─── Material provided

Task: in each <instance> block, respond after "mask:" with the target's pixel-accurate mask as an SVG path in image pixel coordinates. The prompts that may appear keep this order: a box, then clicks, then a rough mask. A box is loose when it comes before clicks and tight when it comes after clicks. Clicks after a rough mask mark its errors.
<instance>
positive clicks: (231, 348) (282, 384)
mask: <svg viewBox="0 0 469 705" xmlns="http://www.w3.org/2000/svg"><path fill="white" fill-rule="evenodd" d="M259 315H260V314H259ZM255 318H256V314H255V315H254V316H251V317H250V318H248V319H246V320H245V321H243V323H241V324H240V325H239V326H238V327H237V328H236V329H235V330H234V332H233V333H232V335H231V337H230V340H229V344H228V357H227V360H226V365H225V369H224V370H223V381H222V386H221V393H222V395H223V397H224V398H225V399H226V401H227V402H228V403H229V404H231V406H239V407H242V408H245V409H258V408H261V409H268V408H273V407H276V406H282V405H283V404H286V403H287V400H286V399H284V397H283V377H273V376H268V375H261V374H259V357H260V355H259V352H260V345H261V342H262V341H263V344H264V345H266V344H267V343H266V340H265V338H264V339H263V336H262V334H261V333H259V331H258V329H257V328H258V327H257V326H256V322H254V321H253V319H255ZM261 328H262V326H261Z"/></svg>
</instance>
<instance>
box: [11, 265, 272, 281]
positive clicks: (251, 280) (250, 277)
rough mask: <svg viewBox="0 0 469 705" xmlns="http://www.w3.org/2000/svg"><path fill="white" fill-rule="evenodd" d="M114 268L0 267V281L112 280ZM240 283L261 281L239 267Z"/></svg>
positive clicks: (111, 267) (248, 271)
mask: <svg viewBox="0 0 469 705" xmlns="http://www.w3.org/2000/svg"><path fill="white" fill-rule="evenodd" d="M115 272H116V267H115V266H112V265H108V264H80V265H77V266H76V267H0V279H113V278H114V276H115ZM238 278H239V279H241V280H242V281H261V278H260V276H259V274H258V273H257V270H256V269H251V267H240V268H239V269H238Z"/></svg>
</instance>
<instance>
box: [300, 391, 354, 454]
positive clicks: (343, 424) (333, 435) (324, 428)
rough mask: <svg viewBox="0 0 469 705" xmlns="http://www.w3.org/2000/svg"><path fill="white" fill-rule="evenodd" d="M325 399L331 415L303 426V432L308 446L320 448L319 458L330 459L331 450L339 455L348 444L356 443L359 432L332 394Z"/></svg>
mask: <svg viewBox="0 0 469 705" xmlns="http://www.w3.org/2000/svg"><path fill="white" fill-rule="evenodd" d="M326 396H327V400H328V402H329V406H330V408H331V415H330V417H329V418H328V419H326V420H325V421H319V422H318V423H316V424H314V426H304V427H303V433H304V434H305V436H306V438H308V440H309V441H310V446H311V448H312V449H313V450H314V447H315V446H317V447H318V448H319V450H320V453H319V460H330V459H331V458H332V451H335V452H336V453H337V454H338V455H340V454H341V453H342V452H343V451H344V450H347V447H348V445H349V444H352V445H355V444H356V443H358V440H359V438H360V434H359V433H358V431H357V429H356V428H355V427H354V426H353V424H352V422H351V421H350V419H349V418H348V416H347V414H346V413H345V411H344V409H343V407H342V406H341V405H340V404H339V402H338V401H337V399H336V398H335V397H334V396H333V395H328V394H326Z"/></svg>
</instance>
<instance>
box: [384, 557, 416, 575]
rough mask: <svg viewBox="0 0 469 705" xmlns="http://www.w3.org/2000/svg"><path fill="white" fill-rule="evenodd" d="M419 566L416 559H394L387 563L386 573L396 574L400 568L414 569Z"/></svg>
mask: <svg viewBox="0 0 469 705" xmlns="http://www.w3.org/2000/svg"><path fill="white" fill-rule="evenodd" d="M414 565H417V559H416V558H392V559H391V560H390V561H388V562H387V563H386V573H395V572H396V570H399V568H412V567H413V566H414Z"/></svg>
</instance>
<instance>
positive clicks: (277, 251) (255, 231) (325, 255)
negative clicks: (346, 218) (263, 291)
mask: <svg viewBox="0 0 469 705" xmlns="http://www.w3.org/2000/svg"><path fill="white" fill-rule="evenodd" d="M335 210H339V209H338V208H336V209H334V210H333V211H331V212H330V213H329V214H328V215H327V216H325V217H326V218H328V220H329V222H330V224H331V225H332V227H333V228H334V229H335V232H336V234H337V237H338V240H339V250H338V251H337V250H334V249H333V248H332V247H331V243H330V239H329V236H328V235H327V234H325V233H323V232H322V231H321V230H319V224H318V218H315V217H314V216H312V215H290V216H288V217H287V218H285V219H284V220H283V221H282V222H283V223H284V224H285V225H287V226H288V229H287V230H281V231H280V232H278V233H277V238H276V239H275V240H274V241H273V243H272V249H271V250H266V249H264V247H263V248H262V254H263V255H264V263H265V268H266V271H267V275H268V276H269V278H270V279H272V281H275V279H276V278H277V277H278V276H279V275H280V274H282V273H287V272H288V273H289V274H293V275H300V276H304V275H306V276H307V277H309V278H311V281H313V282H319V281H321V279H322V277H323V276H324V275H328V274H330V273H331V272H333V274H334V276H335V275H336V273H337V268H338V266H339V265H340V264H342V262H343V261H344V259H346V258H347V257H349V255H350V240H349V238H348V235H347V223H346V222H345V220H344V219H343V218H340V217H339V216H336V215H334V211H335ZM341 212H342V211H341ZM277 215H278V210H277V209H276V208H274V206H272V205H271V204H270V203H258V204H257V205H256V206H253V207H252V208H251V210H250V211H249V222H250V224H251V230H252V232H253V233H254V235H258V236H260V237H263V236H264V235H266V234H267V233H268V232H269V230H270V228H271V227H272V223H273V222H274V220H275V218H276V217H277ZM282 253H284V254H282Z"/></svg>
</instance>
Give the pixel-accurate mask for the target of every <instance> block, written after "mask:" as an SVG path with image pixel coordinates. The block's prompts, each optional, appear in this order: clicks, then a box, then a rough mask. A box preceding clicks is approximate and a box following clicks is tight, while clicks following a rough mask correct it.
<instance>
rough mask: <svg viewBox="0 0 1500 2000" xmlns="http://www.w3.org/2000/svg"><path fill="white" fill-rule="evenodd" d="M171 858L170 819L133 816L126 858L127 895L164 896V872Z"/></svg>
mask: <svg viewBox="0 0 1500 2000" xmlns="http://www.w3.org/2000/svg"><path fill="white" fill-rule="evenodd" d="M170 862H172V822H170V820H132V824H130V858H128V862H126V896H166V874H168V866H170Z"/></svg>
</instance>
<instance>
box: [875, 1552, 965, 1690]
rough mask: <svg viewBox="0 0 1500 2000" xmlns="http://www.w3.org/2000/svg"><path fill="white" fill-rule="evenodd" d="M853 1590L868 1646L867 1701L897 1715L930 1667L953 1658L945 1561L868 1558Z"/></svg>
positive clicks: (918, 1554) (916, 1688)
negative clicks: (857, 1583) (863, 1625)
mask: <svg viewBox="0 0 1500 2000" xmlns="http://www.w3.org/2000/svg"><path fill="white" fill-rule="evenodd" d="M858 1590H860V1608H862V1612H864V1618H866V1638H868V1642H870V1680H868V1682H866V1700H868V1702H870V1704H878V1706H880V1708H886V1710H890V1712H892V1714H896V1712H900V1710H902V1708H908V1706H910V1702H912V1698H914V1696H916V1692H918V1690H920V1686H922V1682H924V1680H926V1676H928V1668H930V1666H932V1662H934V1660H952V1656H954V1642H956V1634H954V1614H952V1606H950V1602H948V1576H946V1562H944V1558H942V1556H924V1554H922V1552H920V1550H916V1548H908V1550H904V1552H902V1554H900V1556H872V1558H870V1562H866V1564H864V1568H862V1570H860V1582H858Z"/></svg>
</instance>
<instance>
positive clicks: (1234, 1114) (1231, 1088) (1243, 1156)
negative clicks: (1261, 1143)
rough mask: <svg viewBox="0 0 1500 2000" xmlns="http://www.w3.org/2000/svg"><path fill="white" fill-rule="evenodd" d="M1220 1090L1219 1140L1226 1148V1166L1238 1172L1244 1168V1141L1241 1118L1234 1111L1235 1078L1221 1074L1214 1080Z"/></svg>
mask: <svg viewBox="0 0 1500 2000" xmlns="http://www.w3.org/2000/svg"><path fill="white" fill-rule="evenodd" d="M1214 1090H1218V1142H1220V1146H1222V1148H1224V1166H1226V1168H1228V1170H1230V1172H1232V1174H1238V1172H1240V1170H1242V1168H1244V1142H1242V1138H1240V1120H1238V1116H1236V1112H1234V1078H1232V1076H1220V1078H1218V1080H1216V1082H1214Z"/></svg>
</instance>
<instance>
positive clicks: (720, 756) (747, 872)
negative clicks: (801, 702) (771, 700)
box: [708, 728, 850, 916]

──────

What is required - Copy out, word for word, the part of the entries above that begins at the line with "Give the pixel-accurate" and ends at the line with "negative clicks: (1261, 1143)", including both.

Written solution -
Give the pixel-accurate mask for the target of every <instance> block, written after "mask:" as an SVG path with image pixel coordinates. The block's prompts, each optional, appear in this order: clicks, then a box, then a rough mask. A box preceding clicks is approximate and a box following clicks is tight, while clicks following a rough mask correct it.
<instance>
rough mask: <svg viewBox="0 0 1500 2000" xmlns="http://www.w3.org/2000/svg"><path fill="white" fill-rule="evenodd" d="M171 858L170 819L133 816L126 858L127 895L164 896V872Z"/></svg>
mask: <svg viewBox="0 0 1500 2000" xmlns="http://www.w3.org/2000/svg"><path fill="white" fill-rule="evenodd" d="M170 862H172V822H170V820H132V824H130V858H128V862H126V896H166V874H168V866H170Z"/></svg>
</instance>
<instance>
box: [875, 1552, 965, 1690]
rough mask: <svg viewBox="0 0 1500 2000" xmlns="http://www.w3.org/2000/svg"><path fill="white" fill-rule="evenodd" d="M853 1590L868 1646L867 1701L897 1715L930 1667L953 1658L945 1561L868 1558Z"/></svg>
positive clicks: (918, 1554) (916, 1688)
negative clicks: (857, 1583) (863, 1625)
mask: <svg viewBox="0 0 1500 2000" xmlns="http://www.w3.org/2000/svg"><path fill="white" fill-rule="evenodd" d="M858 1590H860V1608H862V1612H864V1618H866V1638H868V1642H870V1680H868V1682H866V1700H868V1702H870V1704H878V1706H880V1708H886V1710H890V1712H892V1714H896V1712H900V1710H902V1708H908V1706H910V1702H912V1698H914V1696H916V1692H918V1690H920V1686H922V1682H924V1680H926V1676H928V1668H930V1666H932V1662H934V1660H952V1656H954V1642H956V1634H954V1614H952V1606H950V1602H948V1576H946V1562H944V1558H942V1556H924V1554H922V1552H920V1550H916V1548H908V1550H904V1552H902V1554H900V1556H872V1558H870V1562H866V1564H864V1568H862V1570H860V1582H858Z"/></svg>
</instance>
<instance>
positive clicks: (1234, 1114) (1231, 1088) (1243, 1156)
negative clicks: (1261, 1143)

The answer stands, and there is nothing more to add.